- TEXT SEGMENT
Herland critique
This site is devoted to discussing women's literature, rhetoric, and culture. The authors are TCU students enrolled in Ms. Kassia Waggoner's Intro to Women's Literature for the Spring of 2014. We welcome commentary on our findings.
Thursday, March 6, 2014
Blog #5, Andrea Jumper
Charlotte Perkins Gilman’s novel Herland, is a novel written to show that women do not need men to
survive and that women are independent creatures who can do everything by
themselves and better without men. In my opinion this is absurd. As much as
some dislike hearing it, we need men to have a functioning world. Yes it is unquestionable
that women are strong and independent and can do many, if not most things
themselves. Often times women do a certain job or task exceedingly better than
men. As Gilman writes, the women of
“Herland” have But men were put on the planet for a reason and despite all the
things women can do on their own, men are a huge part of the puzzle. Biologically
women, as a species, are designed to require men to reproduce and for
protection. Women are instinctively dependent on men, the social status they
can pass on, the protection they offer due to their genetically stronger
bodies, and the natural need to reproduce.

- PROVIDED RECORDS
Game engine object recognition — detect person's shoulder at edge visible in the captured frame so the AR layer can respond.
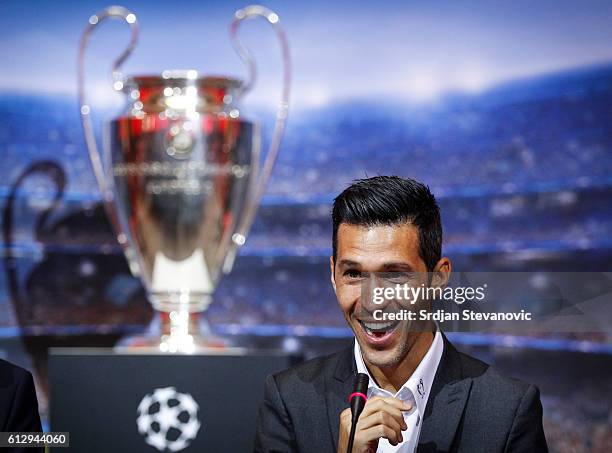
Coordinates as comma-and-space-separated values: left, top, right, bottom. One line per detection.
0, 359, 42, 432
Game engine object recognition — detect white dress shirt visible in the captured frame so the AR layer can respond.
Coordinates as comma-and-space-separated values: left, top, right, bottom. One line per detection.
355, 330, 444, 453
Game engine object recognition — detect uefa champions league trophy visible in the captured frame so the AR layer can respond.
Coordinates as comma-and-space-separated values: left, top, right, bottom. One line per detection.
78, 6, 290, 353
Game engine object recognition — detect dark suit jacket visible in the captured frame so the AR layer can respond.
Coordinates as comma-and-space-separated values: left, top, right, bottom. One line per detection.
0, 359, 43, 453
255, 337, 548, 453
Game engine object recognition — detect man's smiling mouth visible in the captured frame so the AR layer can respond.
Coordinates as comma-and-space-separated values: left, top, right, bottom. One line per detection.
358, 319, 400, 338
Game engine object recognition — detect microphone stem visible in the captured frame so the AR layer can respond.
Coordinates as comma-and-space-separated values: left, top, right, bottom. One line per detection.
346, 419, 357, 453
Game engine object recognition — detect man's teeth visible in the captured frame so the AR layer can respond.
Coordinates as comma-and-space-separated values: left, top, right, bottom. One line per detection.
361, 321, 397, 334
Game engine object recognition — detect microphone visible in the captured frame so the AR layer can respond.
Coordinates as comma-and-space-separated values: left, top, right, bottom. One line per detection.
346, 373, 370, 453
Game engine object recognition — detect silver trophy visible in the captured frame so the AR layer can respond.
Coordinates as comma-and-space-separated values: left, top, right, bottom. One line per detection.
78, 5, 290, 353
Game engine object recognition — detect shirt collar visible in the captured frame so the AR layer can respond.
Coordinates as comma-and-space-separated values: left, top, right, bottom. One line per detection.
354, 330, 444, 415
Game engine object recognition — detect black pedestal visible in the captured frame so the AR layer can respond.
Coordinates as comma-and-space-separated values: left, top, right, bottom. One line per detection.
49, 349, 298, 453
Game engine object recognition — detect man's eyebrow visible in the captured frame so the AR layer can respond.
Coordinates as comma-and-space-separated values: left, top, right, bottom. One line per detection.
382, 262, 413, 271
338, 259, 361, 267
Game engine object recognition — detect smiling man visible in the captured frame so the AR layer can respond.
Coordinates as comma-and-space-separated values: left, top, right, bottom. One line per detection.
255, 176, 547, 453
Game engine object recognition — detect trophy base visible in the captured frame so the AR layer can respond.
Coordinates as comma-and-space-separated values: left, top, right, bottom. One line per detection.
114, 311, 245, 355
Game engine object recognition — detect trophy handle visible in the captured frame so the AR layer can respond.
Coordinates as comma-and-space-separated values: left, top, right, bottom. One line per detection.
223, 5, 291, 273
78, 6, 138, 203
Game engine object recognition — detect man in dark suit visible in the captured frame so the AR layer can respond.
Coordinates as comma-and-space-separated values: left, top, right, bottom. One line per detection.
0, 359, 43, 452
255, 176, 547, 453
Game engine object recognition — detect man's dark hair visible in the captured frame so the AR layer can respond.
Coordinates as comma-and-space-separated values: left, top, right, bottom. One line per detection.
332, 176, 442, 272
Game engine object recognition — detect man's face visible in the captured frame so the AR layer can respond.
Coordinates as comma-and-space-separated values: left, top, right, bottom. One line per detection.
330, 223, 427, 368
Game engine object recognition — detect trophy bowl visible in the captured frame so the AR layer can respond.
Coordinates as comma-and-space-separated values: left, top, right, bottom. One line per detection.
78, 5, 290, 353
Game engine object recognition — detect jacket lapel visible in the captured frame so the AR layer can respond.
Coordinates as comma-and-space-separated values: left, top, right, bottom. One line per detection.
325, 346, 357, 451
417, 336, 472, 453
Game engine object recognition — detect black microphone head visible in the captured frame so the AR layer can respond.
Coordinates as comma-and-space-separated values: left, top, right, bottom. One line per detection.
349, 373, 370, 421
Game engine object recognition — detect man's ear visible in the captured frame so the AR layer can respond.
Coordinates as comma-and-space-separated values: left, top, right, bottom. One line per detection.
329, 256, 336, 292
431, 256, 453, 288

* * *

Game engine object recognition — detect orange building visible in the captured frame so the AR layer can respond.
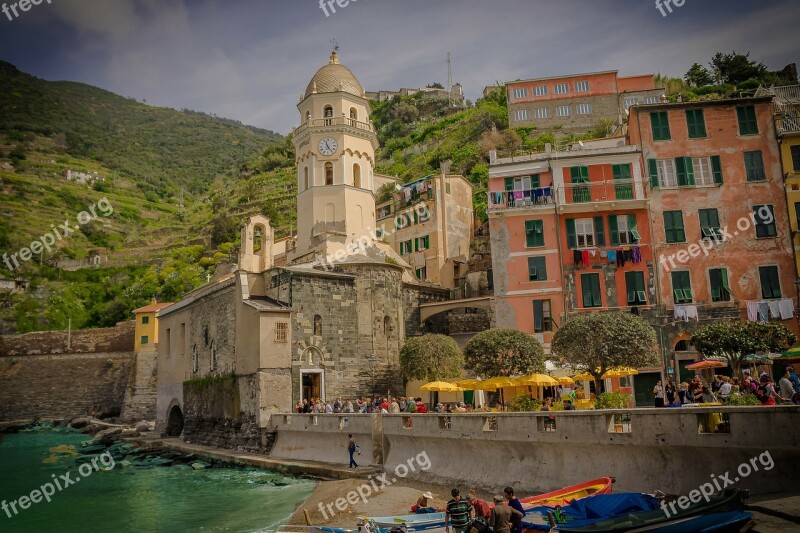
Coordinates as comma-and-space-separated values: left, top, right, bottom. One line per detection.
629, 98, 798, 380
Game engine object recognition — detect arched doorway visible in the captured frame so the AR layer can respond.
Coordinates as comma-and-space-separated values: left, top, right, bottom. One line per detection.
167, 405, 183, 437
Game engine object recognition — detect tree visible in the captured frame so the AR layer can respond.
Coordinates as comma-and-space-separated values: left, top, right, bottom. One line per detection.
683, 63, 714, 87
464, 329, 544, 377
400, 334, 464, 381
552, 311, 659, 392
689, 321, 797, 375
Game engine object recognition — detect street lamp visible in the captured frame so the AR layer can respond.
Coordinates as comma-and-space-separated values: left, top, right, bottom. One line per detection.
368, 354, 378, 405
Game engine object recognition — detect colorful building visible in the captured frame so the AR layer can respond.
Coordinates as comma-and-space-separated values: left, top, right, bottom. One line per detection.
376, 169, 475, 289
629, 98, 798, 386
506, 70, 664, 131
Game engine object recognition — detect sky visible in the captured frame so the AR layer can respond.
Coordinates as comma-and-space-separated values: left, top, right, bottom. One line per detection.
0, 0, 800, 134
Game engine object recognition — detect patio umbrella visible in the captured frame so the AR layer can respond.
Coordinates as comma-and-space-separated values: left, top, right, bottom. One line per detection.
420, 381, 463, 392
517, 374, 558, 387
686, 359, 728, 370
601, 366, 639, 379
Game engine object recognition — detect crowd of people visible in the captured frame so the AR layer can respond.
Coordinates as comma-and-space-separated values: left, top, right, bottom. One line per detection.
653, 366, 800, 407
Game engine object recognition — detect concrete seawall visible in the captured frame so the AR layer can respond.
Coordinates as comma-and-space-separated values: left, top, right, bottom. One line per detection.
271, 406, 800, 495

- CHECK YOUR UNDERSTANDING
(1) On the Herland page, substitute "feedback" for "commentary" and write out everything from "Herland critique" down to "on our findings.".
(2) According to the Herland page, whose course are the site's authors enrolled in?
(3) On the Herland page, what reasons does the writer give for saying women are instinctively dependent on men? Answer in one to three sentences.

- ANSWERS TO THE PROBLEMS
(1)
Herland critique
This site is devoted to discussing women's literature, rhetoric, and culture. The authors are TCU students enrolled in Ms. Kassia Waggoner's Intro to Women's Literature for the Spring of 2014. We welcome feedback on our findings.

(2) Ms. Kassia Waggoner's Intro to Women's Literature, in the Spring of 2014.

(3) The writer cites the social status men can pass on and the protection their genetically stronger bodies offer. The writer also cites the natural need to reproduce, since women are biologically designed to require men for reproduction.